"""
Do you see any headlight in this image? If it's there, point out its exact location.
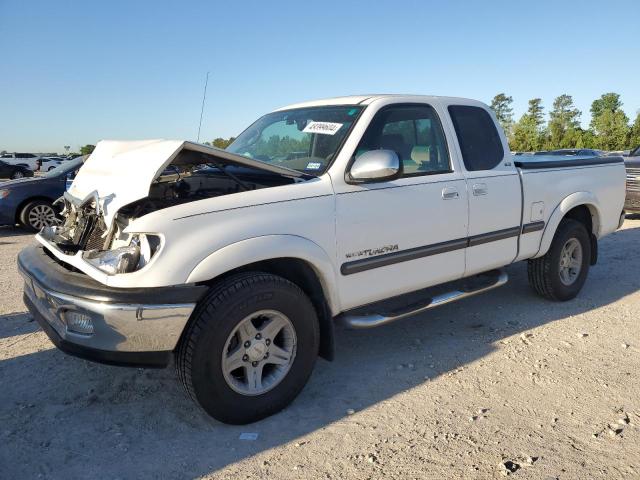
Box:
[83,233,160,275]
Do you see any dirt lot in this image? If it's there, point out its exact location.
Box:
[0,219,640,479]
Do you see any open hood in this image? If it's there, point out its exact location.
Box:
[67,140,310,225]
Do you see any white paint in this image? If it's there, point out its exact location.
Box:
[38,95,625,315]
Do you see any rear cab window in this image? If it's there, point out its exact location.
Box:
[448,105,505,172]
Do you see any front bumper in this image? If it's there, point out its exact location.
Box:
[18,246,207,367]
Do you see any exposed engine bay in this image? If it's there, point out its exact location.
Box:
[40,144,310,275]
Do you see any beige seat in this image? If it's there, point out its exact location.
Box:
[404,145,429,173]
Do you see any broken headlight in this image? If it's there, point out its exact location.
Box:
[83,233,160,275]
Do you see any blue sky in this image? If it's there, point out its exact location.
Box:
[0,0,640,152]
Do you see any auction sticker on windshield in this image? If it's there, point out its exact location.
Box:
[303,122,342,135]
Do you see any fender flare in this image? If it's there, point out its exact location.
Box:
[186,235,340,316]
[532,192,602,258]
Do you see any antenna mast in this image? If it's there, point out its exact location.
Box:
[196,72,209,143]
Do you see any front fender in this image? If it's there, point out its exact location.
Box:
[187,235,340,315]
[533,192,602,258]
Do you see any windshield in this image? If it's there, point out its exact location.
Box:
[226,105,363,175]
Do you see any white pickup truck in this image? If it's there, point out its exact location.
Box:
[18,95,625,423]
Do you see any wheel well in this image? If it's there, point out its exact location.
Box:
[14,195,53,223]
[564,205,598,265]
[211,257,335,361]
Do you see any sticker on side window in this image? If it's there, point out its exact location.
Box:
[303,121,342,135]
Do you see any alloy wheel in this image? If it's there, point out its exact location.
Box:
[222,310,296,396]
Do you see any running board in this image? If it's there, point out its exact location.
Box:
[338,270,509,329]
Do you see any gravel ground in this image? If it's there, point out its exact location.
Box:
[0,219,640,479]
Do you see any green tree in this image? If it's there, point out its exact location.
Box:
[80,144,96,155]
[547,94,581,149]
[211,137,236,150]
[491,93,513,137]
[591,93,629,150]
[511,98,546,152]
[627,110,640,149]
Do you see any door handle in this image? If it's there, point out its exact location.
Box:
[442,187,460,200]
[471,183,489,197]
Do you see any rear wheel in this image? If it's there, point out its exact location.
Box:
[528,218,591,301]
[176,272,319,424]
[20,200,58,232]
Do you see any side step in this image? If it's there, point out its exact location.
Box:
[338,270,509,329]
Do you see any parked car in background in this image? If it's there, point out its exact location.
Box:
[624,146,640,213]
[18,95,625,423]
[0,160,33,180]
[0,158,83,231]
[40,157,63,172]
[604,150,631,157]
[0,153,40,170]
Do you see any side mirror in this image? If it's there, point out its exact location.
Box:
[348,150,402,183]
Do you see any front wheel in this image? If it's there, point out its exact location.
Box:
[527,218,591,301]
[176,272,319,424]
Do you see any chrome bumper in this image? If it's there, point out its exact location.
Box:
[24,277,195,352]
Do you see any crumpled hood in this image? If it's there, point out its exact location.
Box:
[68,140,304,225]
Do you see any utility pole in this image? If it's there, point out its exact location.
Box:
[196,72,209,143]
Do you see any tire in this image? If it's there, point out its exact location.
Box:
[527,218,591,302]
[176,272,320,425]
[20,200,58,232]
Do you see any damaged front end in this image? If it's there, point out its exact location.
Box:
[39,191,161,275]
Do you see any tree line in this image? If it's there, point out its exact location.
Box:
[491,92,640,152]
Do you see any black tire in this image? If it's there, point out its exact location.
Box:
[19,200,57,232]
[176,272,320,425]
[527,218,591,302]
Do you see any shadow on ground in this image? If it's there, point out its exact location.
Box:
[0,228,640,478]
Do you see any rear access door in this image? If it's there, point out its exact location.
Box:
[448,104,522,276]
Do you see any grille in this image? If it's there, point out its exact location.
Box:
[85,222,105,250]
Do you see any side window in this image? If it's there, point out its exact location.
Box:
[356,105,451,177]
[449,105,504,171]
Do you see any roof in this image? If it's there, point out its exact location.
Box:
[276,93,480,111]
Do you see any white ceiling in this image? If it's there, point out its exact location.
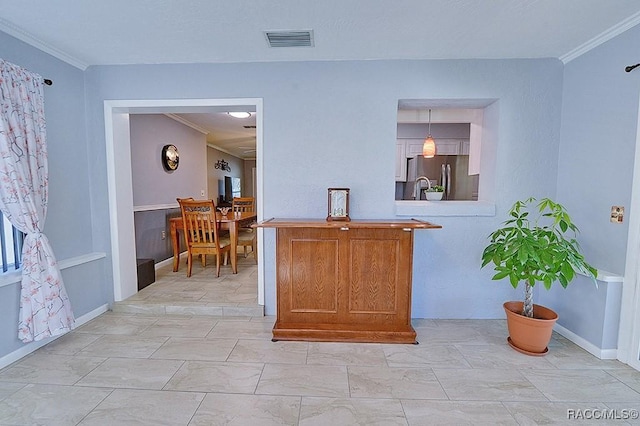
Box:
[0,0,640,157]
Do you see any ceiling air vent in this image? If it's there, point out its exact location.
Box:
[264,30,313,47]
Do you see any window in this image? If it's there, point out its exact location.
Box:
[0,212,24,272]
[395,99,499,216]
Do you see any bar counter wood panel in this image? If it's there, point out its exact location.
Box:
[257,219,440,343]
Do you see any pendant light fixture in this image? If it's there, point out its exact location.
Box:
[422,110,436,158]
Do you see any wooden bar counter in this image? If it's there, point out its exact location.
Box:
"""
"""
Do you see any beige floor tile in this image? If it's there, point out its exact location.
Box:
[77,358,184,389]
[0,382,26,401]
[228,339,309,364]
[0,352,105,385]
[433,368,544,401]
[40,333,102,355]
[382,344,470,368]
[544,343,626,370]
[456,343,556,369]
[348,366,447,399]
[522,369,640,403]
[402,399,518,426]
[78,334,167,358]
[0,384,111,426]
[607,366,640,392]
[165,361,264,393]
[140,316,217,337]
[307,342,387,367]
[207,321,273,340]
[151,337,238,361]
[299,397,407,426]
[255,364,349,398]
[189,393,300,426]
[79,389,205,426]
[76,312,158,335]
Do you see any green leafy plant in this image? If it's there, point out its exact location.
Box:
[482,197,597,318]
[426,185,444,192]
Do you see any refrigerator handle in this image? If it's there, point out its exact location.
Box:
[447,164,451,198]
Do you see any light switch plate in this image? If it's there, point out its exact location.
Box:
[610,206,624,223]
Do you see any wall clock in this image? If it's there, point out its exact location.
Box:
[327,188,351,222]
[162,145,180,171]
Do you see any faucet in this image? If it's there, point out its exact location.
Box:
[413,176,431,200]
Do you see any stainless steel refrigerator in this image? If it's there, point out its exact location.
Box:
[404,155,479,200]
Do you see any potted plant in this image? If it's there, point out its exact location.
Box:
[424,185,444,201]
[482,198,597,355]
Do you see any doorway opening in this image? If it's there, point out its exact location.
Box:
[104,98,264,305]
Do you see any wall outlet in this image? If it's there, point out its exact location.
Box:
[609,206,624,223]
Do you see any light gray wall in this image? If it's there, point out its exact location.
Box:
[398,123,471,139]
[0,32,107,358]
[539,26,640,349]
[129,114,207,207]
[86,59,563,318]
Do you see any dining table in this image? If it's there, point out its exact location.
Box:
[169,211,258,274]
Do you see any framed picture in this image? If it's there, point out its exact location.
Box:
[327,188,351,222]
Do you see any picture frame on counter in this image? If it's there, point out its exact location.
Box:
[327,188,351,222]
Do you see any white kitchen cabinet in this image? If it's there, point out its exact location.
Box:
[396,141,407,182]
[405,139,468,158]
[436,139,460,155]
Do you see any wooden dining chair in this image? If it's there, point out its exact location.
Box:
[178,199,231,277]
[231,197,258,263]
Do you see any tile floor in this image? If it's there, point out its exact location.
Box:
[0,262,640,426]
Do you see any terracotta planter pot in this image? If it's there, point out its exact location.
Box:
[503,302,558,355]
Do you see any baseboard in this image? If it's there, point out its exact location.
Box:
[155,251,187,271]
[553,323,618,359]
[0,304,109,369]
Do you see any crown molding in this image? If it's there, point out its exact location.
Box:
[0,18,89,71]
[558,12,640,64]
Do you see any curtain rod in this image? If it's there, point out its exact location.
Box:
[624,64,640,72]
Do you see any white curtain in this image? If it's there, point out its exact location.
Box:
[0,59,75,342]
"""
*What you are asked to do*: Rewrite the rows with "exact location" swapped for "precise position" and everything else left as it is, starting at the line that contains "Do you see any headlight" and stopping after the line that contains "[211,257,335,361]". Leave the pictures out.

*Task answer*:
Do you see any headlight in this image? If it's there, point out its precise position.
Box:
[83,233,160,275]
Do you see any dirt lot in this image? If it's there, point out its precise position.
Box:
[0,219,640,479]
Do you see any open hood in this image? If it's there, point out its precise position.
Box:
[67,140,310,225]
Do you see any white paint in this image? If it's there, point out its precise position.
Box:
[38,95,625,315]
Do you see any rear cab window in this image? If it's there, point out its precise position.
Box:
[448,105,505,172]
Do you see any front bumper in this image? If it's there, point out its precise position.
Box:
[18,246,207,367]
Do you see any exposed engine bay in this image? If it's there, point out its precise position.
Box:
[40,144,310,275]
Do you see any beige seat in this image? If it's there, point out its precise position.
Box:
[404,145,429,173]
Do you see any broken headlight in this image? If it's there, point out its precise position.
Box:
[83,233,160,275]
Do you see any blue sky in this image? If it's there, point out its precise position.
Box:
[0,0,640,152]
Do you see any auction sticker on windshield in this image? If it's there, point out its precise position.
Box:
[303,122,342,135]
Do you see any fender flare in this image? If it's there, point out its precise position.
Box:
[186,235,340,316]
[532,192,602,258]
Do you see any antenna mast in this image? If it's there, point out its precise position.
Box:
[196,72,209,143]
Do you see any front fender in this image? If it's there, point out its precise position.
Box:
[187,235,340,315]
[533,192,602,258]
Do you see any windshield in this image? If it's there, point out its precise position.
Box:
[226,105,363,175]
Do you see any white pickup truck in this image? If it's there, point out its precise position.
Box:
[18,95,625,423]
Do you see any wheel well in this image? If it's there, point out its precise position.
Box:
[14,195,53,223]
[564,205,598,265]
[211,257,335,361]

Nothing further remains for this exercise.